━━━ Records provided ━━━

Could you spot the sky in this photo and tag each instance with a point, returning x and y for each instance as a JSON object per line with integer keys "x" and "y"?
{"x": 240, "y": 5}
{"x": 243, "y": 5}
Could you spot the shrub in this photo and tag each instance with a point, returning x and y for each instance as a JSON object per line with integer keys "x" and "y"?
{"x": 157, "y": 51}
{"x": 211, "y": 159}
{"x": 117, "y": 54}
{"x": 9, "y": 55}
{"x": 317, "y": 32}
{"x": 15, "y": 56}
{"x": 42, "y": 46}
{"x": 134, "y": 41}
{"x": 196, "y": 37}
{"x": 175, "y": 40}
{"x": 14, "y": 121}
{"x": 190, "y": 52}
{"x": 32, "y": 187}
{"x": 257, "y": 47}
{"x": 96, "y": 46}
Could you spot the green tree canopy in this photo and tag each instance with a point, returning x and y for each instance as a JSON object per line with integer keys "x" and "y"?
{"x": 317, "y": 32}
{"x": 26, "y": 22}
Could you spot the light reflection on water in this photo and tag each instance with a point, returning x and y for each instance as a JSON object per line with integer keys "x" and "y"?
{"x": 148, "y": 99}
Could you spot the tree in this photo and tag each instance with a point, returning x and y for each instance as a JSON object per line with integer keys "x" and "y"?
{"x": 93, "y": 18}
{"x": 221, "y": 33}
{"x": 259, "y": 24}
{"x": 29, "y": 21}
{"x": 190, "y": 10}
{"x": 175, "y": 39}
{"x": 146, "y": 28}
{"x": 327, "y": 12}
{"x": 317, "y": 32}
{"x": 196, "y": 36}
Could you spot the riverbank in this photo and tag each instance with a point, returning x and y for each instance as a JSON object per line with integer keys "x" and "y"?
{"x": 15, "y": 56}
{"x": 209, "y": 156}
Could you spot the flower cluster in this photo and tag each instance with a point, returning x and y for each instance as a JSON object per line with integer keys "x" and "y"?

━━━

→ Task details: Copy out the material above, word for word, from the line containing "Could you spot the light" through the end.

→ The reply:
Could you spot the light reflection on water in this photo and tag each instance with a point, returning x and y for each instance as a JSON object per line with integer keys "x" and "y"?
{"x": 148, "y": 99}
Could you spot the tree in this photo and tag each instance with a point, returning x and y for each instance as a JSON object per line with integer keys "x" and "y"?
{"x": 93, "y": 18}
{"x": 221, "y": 33}
{"x": 259, "y": 24}
{"x": 29, "y": 21}
{"x": 190, "y": 10}
{"x": 175, "y": 39}
{"x": 146, "y": 28}
{"x": 327, "y": 12}
{"x": 317, "y": 32}
{"x": 196, "y": 36}
Could you spot the riverbank in this photo and tag each instance with a point, returning x and y for each instance as a JSON object per line with integer keys "x" and "y"?
{"x": 15, "y": 56}
{"x": 209, "y": 156}
Could you spot the flower cluster in this photo and tag each instance with a point, returning x and y for each instance as a JSON object per line with integer keys "x" and "y"?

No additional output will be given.